What to do:
a. Reproduce verbatim the passage of the PTR guidelines from "Staff on Maternity/Parental/Adoption" up to and including "the average increase.".
b. Under the PTR guidelines, what minimum appointment must a part-time staff member hold to be reported?

Part-Time Staff - only those with appointments of 25% or more are to be reported. In each case where a staff member is part-time, the increase should be reported on the histogram as the annual full-time equivalent.
Cross-Appointed Staff - should be included only in the graph of the department where their primary appointment lies. The total increase awarded to the individual should be reflected even though part of this will be provided from another department's budget.
Staff Members on Research or Study Leave on Partial Salary - should be included. Their increase should show the full PTR increase and not reflect the percentage of salary while on leave.
Staff on Maternity/Parental/Adoption Leave - should be included.
Staff on Unpaid Leaves - should not be included in the graph or in computing the average increase.
Please contact one of the following should you have any inquiries about these instructions:
Vice President and Provost’s Office
Planning and Budget Office
Judy McKenna (For budget/PTR pools)
Research and Scholarship
Advancement of the field, as is demonstrated by publications or other appropriate forms, is an important component of the PTR award. Each member of the professoriate should be engaged in research and scholarship, which can also take the form of creative professional activity. In addition, due consideration should be given to interdisciplinary activities and involvement in outreach and community engagement initiatives by faculty members. In circumstances where there is a pattern over time during which there has been no publication but only work in progress, the unit head should request a copy of the work in progress with the changes for the year clearly indicated.
Each unit will evaluate research, scholarship and creative professional achievement in different ways depending upon local culture and practice. Research and creative professional achievement should be measured not only in terms of quantity but also in terms of quality. It is critically important that faculty are aware of the criteria being used to evaluate their research and scholarship so these should be articulated in advance of the assessment process.
The relative weighting of research output may also vary by discipline. In some disciplines publication of an article in a top tier journal or the publication of a refereed book in a good press is the summit of scholarly achievement. In others, conference presentations, lectures, keynote addresses at international conferences and publications in conference proceedings would carry greatest weight. In some disciplines the number and value of external, competitive grants received and research contracts awarded are important indicators of scholarly activity. Similarly a patent, contributions to government policy or a juried exhibition of artistic work may each indicate significant creative professional achievement.

Records:
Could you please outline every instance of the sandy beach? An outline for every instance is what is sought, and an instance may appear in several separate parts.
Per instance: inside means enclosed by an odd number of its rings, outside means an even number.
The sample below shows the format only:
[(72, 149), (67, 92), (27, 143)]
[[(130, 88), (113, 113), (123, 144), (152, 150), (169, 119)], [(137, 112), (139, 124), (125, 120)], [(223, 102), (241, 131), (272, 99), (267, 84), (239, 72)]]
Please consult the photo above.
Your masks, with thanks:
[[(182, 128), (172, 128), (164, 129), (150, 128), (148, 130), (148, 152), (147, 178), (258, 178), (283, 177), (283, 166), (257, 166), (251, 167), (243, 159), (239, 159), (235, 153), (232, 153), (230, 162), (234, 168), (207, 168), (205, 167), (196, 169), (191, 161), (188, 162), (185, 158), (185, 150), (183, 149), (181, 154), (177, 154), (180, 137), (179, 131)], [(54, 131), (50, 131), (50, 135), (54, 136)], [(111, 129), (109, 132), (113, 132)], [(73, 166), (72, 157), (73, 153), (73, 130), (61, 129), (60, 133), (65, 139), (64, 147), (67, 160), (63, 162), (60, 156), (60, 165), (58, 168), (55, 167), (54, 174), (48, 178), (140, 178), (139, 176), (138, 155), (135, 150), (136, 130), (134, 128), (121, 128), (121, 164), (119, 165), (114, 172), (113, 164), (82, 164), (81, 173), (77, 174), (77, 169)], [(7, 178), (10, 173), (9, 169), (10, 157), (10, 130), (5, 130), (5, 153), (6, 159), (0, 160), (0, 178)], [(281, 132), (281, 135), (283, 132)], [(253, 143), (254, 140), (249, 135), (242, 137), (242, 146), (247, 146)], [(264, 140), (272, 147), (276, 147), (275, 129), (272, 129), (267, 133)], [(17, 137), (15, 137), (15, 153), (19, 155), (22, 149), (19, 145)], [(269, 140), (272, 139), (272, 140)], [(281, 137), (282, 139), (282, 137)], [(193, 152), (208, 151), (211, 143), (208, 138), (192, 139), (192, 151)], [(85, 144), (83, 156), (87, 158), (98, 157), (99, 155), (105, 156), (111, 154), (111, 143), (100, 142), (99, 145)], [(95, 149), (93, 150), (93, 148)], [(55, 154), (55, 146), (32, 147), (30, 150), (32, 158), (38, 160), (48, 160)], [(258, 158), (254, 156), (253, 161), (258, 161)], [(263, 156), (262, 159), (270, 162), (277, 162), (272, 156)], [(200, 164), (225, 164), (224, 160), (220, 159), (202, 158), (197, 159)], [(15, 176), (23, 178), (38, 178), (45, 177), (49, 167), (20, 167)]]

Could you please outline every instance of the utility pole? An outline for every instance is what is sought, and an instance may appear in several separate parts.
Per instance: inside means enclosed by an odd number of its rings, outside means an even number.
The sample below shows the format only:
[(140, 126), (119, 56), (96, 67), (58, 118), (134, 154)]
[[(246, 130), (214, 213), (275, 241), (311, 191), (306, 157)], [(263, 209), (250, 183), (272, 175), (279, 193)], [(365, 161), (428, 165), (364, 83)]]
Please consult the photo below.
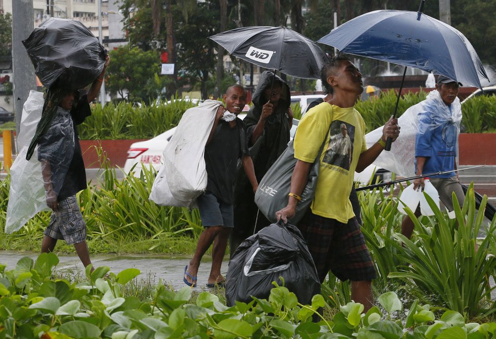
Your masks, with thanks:
[(12, 2), (12, 70), (14, 73), (14, 109), (17, 133), (20, 131), (22, 106), (36, 90), (34, 69), (21, 42), (29, 36), (34, 29), (32, 0)]
[(450, 0), (439, 0), (439, 20), (451, 25), (451, 11)]
[[(103, 45), (103, 37), (102, 36), (103, 33), (101, 32), (101, 0), (96, 1), (98, 2), (98, 40), (100, 41), (100, 44)], [(101, 105), (102, 107), (105, 105), (104, 79), (101, 83), (101, 87), (100, 88), (100, 104)]]

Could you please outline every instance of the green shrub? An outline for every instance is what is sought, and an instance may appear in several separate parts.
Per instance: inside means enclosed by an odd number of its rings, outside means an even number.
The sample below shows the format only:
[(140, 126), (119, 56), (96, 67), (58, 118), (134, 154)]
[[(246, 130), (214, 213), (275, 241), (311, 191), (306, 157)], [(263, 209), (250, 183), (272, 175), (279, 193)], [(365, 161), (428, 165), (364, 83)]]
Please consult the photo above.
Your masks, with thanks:
[[(381, 294), (363, 314), (363, 305), (340, 305), (330, 319), (317, 314), (324, 298), (311, 305), (298, 302), (284, 286), (273, 288), (268, 299), (227, 307), (219, 297), (192, 290), (175, 291), (159, 284), (151, 298), (125, 293), (140, 273), (128, 269), (118, 274), (101, 267), (86, 279), (55, 280), (58, 258), (43, 253), (36, 262), (21, 259), (15, 269), (0, 265), (0, 336), (6, 338), (489, 338), (493, 323), (466, 323), (460, 313), (447, 311), (436, 319), (429, 305), (414, 300), (403, 313), (394, 292)], [(312, 317), (320, 318), (314, 323)]]

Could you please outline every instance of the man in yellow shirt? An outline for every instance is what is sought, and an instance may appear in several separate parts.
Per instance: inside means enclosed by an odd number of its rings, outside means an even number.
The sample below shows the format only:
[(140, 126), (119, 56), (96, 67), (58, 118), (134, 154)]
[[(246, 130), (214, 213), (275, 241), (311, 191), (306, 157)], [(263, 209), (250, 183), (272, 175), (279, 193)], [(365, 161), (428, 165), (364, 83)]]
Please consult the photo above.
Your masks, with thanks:
[[(291, 178), (288, 205), (276, 213), (287, 222), (295, 215), (298, 198), (308, 173), (324, 142), (343, 134), (343, 125), (351, 143), (347, 163), (337, 162), (323, 152), (315, 197), (298, 228), (312, 254), (321, 282), (330, 270), (341, 280), (351, 282), (351, 298), (366, 312), (372, 306), (372, 280), (375, 269), (348, 197), (355, 171), (361, 172), (384, 149), (387, 137), (399, 134), (398, 120), (390, 119), (382, 136), (370, 148), (365, 142), (365, 123), (353, 108), (363, 91), (362, 74), (346, 57), (338, 55), (321, 71), (322, 83), (332, 88), (333, 96), (310, 109), (300, 122), (295, 136), (298, 159)], [(335, 138), (335, 137), (334, 137)], [(327, 149), (327, 147), (326, 147)]]

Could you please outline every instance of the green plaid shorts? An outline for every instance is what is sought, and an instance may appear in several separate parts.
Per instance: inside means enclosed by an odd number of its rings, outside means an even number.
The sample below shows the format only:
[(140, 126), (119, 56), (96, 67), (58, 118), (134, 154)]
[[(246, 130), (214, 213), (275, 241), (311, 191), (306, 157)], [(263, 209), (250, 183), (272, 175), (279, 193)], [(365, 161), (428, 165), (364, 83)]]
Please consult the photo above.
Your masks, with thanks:
[(86, 241), (86, 224), (75, 195), (59, 202), (57, 211), (52, 212), (50, 216), (45, 235), (63, 239), (68, 245)]

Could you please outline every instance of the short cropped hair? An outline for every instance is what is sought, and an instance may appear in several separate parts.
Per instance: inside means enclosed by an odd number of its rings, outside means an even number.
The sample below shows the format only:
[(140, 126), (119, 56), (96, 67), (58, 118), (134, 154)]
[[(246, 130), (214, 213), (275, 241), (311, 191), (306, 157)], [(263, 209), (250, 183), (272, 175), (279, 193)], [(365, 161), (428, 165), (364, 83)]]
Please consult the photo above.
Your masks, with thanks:
[(334, 68), (337, 67), (341, 64), (342, 61), (351, 61), (349, 57), (344, 54), (339, 54), (335, 55), (331, 59), (324, 64), (321, 69), (321, 81), (322, 82), (322, 85), (324, 87), (325, 94), (332, 94), (332, 86), (327, 83), (328, 74), (329, 71)]

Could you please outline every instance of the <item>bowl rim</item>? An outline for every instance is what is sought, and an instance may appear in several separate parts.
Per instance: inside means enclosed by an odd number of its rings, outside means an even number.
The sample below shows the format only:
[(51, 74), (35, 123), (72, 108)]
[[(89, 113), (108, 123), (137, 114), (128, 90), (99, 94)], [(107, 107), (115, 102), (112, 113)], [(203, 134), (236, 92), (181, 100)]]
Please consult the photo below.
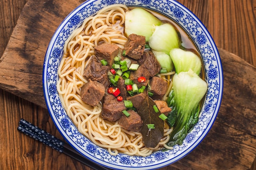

Exercise responses:
a.
Staff on Maternity/Parental/Adoption Leave - should be included.
Staff on Unpaid Leaves - should not be included in the graph or in computing the average increase.

b. An appointment of 25% or more.